(Your task): Repeat each entry as written and leave the images out of the copy.

(Dataset records):
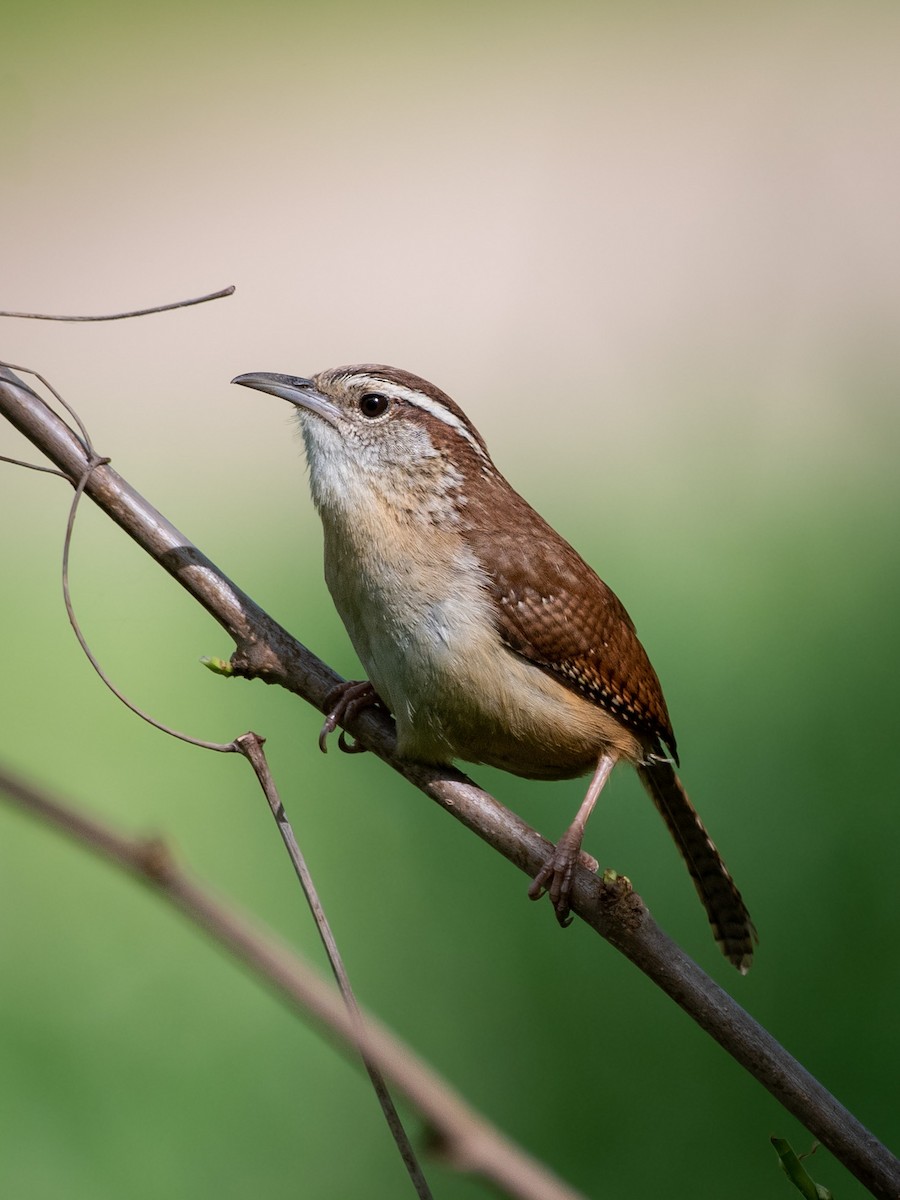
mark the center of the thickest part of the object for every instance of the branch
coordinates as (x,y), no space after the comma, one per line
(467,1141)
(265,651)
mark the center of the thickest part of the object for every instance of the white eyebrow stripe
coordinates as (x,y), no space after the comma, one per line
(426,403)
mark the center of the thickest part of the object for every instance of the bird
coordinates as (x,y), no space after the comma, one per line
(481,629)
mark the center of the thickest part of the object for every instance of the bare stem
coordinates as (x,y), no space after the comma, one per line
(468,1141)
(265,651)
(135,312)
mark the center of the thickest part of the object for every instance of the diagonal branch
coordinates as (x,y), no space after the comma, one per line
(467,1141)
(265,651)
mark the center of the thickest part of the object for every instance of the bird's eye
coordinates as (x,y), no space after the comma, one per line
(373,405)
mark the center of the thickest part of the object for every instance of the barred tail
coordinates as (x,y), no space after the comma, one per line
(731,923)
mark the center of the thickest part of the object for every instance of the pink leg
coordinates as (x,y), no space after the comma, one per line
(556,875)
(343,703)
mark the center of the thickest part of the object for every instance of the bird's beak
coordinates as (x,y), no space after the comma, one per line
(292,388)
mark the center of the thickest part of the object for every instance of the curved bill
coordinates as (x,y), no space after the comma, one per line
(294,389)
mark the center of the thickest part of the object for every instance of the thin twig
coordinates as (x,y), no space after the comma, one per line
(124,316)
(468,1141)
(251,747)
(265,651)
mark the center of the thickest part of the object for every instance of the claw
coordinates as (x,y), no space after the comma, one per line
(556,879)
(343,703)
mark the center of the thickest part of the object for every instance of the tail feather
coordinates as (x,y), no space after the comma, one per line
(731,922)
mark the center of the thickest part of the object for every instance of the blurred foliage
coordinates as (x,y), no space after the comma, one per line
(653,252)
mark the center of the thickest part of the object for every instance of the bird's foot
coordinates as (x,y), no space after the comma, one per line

(Solution):
mark the center of the thickest part of the object for every instance of the branch
coordinates as (x,y), no space after the comma, one per line
(467,1141)
(265,651)
mark the center of the thickest part of the object for every instance of the white eyebrow stripe
coordinates as (x,y), no space after the comma, one per line
(426,403)
mark the center of the thickest part of the object for every instance of the bird
coordinates as (x,y), no space after the comma, one per line
(481,629)
mark the center of the thickest part of the object for every instance of the bare stem
coordinates as (x,y), no space after the comma, one per line
(468,1141)
(265,651)
(135,312)
mark the center of the thickest part of the object for every instance of the diagonal branch
coordinates as (x,y), no space after the comma, one per line
(467,1141)
(265,651)
mark the center of the thickest part of the object for every instance of the bird's eye
coordinates as (x,y), no space after the comma, one per line
(373,405)
mark the center of the thickest part of the object for every instance of the barred tail
coordinates as (x,y), no space after the comma, one per line
(731,923)
mark the center of the thickest part of the object for every instance of the pink leg
coordinates as (x,y), no space after the comma, one per line
(556,875)
(343,703)
mark the center of the thickest part of the object for every instance of the bird's beak
coordinates as (x,y), no space after the comma, one per line
(292,388)
mark the center of the thickest part of the object for every instance of the curved bill
coordinates as (x,y), no space after the comma, one per line
(294,389)
mark the center of the thickest part of the object for every instance of the thin twig
coordinates as (x,y), no space after the comma, one per line
(124,316)
(468,1141)
(251,747)
(265,651)
mark the center of the thickest part of the object for every instance of the claw
coordinates as (x,y), no space after the comma, one per line
(556,879)
(343,703)
mark the center of the thickest part of the object for every instance of the tail feather
coordinates as (x,y), no space after the comma, one per line
(731,922)
mark the center of the thickest part of the object for every instance of the blurred foliage
coordinates as (x,y), no space after the comma, one per line
(653,252)
mark the center of the thickest part of the object for every instance of the bird's foot
coordinates as (x,y), no space after the comma, one per line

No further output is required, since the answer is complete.